## Required task
Rewrite the lines of data from the line containing "Exercise. For every instance of the metal" up to and including the line containing "[(167, 235), (162, 320)]" as a JSON list of strings, one string per line, with blank lines left out.

## Provided records

◆ ◆ ◆ ◆

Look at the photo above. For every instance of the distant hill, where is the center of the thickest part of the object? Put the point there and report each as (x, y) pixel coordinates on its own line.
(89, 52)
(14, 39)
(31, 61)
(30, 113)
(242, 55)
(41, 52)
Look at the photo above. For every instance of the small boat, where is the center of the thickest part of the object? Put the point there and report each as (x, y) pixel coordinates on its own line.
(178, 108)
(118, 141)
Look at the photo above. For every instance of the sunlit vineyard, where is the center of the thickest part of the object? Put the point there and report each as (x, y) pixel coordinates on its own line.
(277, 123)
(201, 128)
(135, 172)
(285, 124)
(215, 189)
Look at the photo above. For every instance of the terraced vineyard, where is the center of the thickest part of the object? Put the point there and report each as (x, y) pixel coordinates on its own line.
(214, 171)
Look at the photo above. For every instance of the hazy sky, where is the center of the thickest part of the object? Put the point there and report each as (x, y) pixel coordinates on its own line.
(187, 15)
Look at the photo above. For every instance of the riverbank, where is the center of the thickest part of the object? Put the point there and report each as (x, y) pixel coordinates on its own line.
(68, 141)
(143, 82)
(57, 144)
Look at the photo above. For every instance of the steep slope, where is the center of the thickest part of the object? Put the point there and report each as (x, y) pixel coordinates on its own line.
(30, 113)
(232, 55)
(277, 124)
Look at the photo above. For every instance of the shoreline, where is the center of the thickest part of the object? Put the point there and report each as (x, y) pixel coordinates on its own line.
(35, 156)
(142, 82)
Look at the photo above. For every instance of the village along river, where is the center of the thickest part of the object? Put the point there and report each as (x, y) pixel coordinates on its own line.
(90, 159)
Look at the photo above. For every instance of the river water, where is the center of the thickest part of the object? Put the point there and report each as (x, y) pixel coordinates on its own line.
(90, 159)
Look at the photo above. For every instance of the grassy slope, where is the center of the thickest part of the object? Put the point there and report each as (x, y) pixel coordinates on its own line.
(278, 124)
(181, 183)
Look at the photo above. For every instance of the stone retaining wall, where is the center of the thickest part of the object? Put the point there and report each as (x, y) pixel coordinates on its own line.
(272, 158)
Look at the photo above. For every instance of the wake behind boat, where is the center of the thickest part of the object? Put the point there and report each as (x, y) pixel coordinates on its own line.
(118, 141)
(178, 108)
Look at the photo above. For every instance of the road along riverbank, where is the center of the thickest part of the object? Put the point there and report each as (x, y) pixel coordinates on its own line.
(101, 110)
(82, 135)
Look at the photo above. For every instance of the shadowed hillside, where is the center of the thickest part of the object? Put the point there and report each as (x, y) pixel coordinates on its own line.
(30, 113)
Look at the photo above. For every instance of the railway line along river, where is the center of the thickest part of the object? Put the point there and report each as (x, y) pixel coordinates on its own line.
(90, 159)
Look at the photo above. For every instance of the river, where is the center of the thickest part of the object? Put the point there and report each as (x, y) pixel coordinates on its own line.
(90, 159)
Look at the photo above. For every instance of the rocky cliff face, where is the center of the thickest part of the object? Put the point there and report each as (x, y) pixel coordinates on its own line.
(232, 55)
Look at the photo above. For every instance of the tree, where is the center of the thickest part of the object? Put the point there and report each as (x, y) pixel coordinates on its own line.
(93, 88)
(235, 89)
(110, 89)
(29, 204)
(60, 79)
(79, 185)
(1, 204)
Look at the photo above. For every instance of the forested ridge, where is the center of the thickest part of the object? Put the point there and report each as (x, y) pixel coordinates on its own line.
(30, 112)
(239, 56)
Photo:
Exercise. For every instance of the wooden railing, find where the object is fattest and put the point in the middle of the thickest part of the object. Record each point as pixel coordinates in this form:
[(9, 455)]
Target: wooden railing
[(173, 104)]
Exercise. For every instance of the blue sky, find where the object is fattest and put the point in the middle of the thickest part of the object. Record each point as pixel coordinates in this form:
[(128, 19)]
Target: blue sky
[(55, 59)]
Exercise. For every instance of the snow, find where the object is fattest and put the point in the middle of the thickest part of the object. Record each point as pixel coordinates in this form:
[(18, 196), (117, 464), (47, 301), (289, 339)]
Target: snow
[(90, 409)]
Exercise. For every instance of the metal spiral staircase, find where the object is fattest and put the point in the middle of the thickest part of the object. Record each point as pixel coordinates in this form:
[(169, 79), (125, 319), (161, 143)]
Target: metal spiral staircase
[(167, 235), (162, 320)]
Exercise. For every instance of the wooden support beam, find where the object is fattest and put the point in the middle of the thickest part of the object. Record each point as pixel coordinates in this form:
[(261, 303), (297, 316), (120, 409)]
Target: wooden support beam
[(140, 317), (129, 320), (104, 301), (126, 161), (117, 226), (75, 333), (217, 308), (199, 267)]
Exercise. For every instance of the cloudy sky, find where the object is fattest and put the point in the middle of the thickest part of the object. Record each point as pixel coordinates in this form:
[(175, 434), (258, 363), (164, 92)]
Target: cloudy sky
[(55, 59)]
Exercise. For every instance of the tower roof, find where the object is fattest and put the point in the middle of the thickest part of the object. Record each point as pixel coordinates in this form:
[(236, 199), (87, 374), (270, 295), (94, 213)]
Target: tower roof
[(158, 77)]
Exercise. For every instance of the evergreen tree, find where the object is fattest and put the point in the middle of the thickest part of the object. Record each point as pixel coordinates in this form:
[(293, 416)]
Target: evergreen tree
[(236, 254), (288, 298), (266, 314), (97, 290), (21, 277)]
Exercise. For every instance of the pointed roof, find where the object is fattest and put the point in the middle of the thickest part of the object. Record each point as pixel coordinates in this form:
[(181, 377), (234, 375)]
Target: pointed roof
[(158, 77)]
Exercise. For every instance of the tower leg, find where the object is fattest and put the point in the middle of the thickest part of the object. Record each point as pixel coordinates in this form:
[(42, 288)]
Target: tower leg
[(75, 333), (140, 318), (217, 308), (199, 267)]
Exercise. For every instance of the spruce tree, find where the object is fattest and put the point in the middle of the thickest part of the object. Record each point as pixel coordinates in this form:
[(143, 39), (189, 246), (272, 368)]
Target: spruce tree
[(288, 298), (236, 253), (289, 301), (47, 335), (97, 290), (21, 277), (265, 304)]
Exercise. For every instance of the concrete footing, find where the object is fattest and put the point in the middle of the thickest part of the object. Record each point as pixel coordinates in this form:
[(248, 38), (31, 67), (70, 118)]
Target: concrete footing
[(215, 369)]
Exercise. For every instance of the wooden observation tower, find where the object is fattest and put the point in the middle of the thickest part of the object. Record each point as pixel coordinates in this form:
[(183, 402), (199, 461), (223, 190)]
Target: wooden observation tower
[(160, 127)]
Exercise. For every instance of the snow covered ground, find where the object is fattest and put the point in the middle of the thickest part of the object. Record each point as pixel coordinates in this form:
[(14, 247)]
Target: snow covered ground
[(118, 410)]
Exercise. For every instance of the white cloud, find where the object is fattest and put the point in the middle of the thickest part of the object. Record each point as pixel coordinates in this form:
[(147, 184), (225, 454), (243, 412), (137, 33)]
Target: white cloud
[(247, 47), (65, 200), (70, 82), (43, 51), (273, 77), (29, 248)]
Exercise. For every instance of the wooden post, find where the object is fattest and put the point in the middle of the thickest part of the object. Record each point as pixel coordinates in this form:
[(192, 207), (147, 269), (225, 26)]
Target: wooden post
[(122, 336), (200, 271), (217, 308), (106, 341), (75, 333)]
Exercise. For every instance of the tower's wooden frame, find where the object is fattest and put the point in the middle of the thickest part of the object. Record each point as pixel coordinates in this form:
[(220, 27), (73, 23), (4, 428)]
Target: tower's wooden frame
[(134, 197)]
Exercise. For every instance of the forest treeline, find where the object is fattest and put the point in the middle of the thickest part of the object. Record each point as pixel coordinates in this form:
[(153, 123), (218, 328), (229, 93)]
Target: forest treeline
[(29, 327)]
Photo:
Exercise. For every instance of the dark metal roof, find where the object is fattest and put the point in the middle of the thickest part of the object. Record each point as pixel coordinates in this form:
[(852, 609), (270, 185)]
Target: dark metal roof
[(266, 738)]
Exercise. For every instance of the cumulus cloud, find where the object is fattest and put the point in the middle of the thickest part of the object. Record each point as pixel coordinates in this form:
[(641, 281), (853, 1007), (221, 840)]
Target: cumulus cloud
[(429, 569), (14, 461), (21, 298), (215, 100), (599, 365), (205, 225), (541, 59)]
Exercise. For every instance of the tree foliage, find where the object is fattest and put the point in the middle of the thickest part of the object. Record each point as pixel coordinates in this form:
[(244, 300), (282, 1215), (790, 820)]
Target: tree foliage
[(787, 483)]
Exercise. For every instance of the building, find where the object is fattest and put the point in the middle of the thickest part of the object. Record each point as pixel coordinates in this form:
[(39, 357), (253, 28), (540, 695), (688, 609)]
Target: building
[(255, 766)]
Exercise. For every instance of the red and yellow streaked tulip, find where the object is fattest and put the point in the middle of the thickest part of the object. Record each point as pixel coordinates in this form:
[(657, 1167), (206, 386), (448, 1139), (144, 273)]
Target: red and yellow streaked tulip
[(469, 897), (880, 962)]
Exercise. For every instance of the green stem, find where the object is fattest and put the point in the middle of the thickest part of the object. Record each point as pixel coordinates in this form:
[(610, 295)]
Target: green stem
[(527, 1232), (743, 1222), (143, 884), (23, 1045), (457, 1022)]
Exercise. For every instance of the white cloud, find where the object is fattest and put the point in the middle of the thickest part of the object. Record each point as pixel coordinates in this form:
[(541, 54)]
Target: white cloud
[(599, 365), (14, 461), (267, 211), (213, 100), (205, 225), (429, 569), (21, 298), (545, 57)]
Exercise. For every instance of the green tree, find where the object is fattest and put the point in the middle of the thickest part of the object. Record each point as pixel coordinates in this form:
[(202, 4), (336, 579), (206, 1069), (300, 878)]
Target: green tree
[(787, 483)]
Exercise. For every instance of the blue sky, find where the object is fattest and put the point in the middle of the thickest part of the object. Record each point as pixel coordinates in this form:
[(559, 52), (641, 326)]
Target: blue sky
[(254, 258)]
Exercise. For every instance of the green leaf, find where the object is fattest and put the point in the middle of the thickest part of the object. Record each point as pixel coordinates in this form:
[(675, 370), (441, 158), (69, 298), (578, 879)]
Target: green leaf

◆ ◆ ◆ ◆

## Exercise solution
[
  "Exercise. For every instance of the metal spiral staircase, find where the object is fattest and put the point in the middle of the thickest part of the object. Record each point as pixel coordinates in this form:",
  "[(169, 79), (125, 319), (161, 143)]",
  "Target: metal spiral staircase",
  "[(167, 235), (162, 320)]"
]